- [What is expected]
Output every line of the records below verbatim, omitting the pictures.

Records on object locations
****************************************

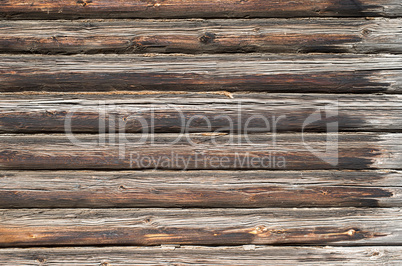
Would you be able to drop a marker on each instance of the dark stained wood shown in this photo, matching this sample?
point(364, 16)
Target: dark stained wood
point(257, 72)
point(317, 226)
point(202, 151)
point(202, 36)
point(199, 255)
point(174, 111)
point(222, 189)
point(47, 9)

****************************************

- [Solution to the exercise]
Would you be able to drop a marker on each instance of the dark stained wood shown in this photo, matching this sample?
point(364, 16)
Target: dark stained wood
point(257, 72)
point(317, 226)
point(202, 151)
point(202, 36)
point(199, 255)
point(174, 111)
point(222, 189)
point(47, 9)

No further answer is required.